**Ausgewählter Auszug:**
Kreative Energie
Wir haben gesehen, dass Menschen ein enormes kreatives Potential besitzen. Unsere Glaubenssätze bestimmen, was wir und wie wir es erleben. In diesem Artikel sehen wir, was diese kreative Energie ist, warum Glaubenssätze unterschiedlich stark sind und wie wir unsere Wahrnehmung schärfen können.
Machen Sie doch bitte folgendes kleines Experiment. Es ist sehr simpel, doch zeigt es klar, wie wir unsere Realität gestalten. Richten Sie Ihre Aufmerksamkeit auf einen beliebigen Gegenstand in Ihrer Umgebung. Verstärken Sie die Aufmerksamkeit, bis sie ganz bei diesem Gegenstand ist und Sie nichts anderes wahrnehmen. Nachdem Sie so eine Weile bei ihm verweilten, suchen Sie sich einen anderen Gegenstand, der nicht im Blickfeld des ersten liegt. Nun richten Sie Ihre Aufmerksamkeit auf ihn und verbleiben Sie bei ihm, bis er Ihre volle Aufmerksamkeit hat.
Wo war der erste Gegenstand, während Sie den zweiten betrachteten? Der Verstand sagt natürlich, da, wo er die ganze Zeit war, da drüben. Aber in Ihrem subjektiven Erleben? Da müsste er verschwunden gewesen sein. Während Sie den zweiten Gegenstand betrachteten, war der erste nicht mehr vorhanden, stimmt es? Nach dem Wechsel waren vielleicht noch Gedanken an den ersten Gegenstand da oder an irgendetwas anderes. Als Ihre volle Aufmerksamkeit auf dem zweiten Gegenstand ruhte, war der erste in Ihrem Erleben verschwunden, oder? Wenn Sie es ganz gewissenhaft gemacht haben, waren auch Ihre Gedanken verschwunden. Ihre ganze Aufmerksamkeit war vom zweiten Gegenstand erfüllt. Falls nicht, machen Sie die Übung vielleicht nochmal, denn sie ist sehr aufschlussreich.
Das ist das ganze Geheimnis unserer Realität: Dinge, die unsere Aufmerksamkeit bekommen, sind für uns gegenwärtig, das heißt, real. Die Aufmerksamkeit ist unsere kreative Energie. Die Art der Dinge, die unsere Aufmerksamkeit bekommen, kann sehr unterschiedlich sein. Zum Beispiel die Inhalte der unmittelbaren Wahrnehmung. Dann sind wir absolut gegenwärtig. Meist haftet sie aber auch Gedanken, Überzeugungen, Erlebnissen, die vergangen sind, Bewertungen, Verletzungen und ähnlichem an. Dann werden diese Dinge Teil unserer Realität.

**Ihre Aufgaben:**
- A) Geben Sie aus dem Auszug über kreative Energie den Abschnitt wörtlich wieder, der mit den Worten „Machen Sie doch“ einsetzt und mit „volle Aufmerksamkeit hat.“ schließt.
- B) Woran haftet die Aufmerksamkeit laut dem Auszug über kreative Energie meist auch? Zählen Sie alles auf, was der Auszug dafür ausdrücklich nennt.

**Auszüge der Daten:**
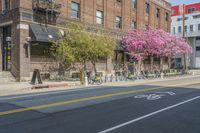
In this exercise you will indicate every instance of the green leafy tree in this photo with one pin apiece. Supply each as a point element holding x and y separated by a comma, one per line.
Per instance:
<point>80,45</point>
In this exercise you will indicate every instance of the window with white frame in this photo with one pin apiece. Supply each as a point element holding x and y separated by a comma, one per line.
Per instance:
<point>134,3</point>
<point>179,29</point>
<point>99,17</point>
<point>118,22</point>
<point>191,28</point>
<point>133,24</point>
<point>186,29</point>
<point>147,8</point>
<point>157,12</point>
<point>5,5</point>
<point>198,27</point>
<point>174,30</point>
<point>75,10</point>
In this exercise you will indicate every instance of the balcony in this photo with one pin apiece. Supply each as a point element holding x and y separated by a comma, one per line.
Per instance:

**Ausgearbeitete Lösungen:**
- A)
Machen Sie doch bitte folgendes kleines Experiment. Es ist sehr simpel, doch zeigt es klar, wie wir unsere Realität gestalten. Richten Sie Ihre Aufmerksamkeit auf einen beliebigen Gegenstand in Ihrer Umgebung. Verstärken Sie die Aufmerksamkeit, bis sie ganz bei diesem Gegenstand ist und Sie nichts anderes wahrnehmen. Nachdem Sie so eine Weile bei ihm verweilten, suchen Sie sich einen anderen Gegenstand, der nicht im Blickfeld des ersten liegt. Nun richten Sie Ihre Aufmerksamkeit auf ihn und verbleiben Sie bei ihm, bis er Ihre volle Aufmerksamkeit hat.

- B)
- Gedanken
- Überzeugungen
- Erlebnisse, die vergangen sind
- Bewertungen
- Verletzungen